Aufgabe:
Beantworte zum Forenthread über die Shift-2-DLCs:
1. Welche zwei neuen Spielmodi bringt das Speedhunters Pack mit?
2. Was muss für die Installation vorhanden sein?
3. Auf welcher Plattform konnten die Freunde von TheMF6265 die DLCs schon die ganze Zeit spielen?

Gegebener Text:
# Shift 2 Unleashed - Speedhunters und Legends DLC für PC kostenlos am 30. Juni 2011



## Galford (27. Juni 2011)

*Shift 2 Unleashed - Speedhunters und Legends DLC für PC kostenlos am 30. Juni 2011*

Quelle:
SHIFT 2 UNLEASHED Legends & Speedhunters DLC Packs Coming to PC

SHIFT 2 UNLEASHED Legends & Speedhunters DLC Packs Coming to PC


Die beiden DLCs für Shift 2 Unleashed - "Speedhunters" und "Legends" - werden auf dem PC *kostenlos* sein und am *30. Juni 2011* erscheinen. Mehr Infos unter den Links oben.




> Today we’ve got some very exciting news…the *SHIFT 2* UNLEASHED *Legends* and *Speedhunters* DLC Packs are coming to PC players around the world at no charge!
> 
> Beginning June 30th, the DLC packs will be available to download, for free, from *Origin.com*. In case you missed it: the Legends Pack features a dozen *cars* and 5 new *tracks* from racing's golden age, and the Speedhunters Pack added two new game modes - *Drag* and *Standing Mile* - as well as 14 new vehicles to try against your friends for epic *Autolog* battles.


 

Die genaue Intallationsanweisung findet ihr auch unter dem Link (falls ihr das Spiel neu erwerben wollt). Man braucht allerdings ein installiertes Origin. 

Oder hier die Installation für bereits *gekaufte* Vollversionen:



> *Already owns Shift 2 Unleashed:*
> 1. Find/Navigate to DLC product details page on *store.origin.com*
> 2. From Overlay, select version of base game to add to cart:
> a. Packaged (purchased on disc from a retailer)
> ...


 

(Das Herunterladen und die Installation ist jetzt natürlich noch nicht möglich) 

Der Sammelthread bei PCGH:
http://extreme.pcgameshardware.de/n...elthread-shift-2-unleashed-need-speed-86.html



Update 30.06.2011:

*Der DLC ist erschienen und kann jetzt über Origin bezogen werden.*


----------



## TheMF6265 (27. Juni 2011)

*AW: Shift 2 Unleashed - Speedhunters und Legends DLC für PC kostenlos am 30. Juni 2011*

juhu, so muss das!
war richtig sauer, dass die nicht auf PC kommen, meine Freunde auf Xbox konnten das schon die ganze Zeit zocken  aber so ists umso besser.
Es geht einfach nichts über PC, die Konsoleros legen so viel Geld für Crap auf den Tisch


----------



## mephimephi (27. Juni 2011)

*AW: Shift 2 Unleashed - Speedhunters und Legends DLC für PC kostenlos am 30. Juni 2011*

die Dlcs werden bestimmt super, nur stört das ea origin dabei, es wird einem ja fast aufgezwungen, mal gucken was die Leute sagen die schon bei Steam meckern.

Angezeigte Daten:
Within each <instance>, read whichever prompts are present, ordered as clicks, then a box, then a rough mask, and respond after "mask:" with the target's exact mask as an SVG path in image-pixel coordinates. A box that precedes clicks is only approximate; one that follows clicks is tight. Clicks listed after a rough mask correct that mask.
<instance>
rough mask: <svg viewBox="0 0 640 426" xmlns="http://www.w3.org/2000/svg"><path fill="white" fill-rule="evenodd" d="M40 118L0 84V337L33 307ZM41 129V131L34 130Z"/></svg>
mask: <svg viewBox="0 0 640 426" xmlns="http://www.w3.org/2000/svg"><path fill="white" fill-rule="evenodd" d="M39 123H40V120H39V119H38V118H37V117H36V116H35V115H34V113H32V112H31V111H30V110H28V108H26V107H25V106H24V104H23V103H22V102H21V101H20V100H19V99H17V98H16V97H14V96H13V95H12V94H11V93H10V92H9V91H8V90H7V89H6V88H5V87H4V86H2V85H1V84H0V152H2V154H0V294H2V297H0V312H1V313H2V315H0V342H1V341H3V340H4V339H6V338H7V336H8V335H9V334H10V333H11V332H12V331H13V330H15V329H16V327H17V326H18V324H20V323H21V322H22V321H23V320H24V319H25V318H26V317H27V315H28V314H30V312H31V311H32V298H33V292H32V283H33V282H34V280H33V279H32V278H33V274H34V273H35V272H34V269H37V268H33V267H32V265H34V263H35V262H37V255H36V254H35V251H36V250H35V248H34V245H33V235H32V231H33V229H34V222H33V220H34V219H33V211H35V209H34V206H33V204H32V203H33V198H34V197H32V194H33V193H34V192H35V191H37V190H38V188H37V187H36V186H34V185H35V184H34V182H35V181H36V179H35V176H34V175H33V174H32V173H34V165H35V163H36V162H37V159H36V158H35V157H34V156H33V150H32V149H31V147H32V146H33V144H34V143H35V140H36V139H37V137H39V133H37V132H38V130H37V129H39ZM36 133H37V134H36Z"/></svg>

Lösung:
1. Drag und Standing Mile
2. Ein installiertes Origin
3. Auf der Xbox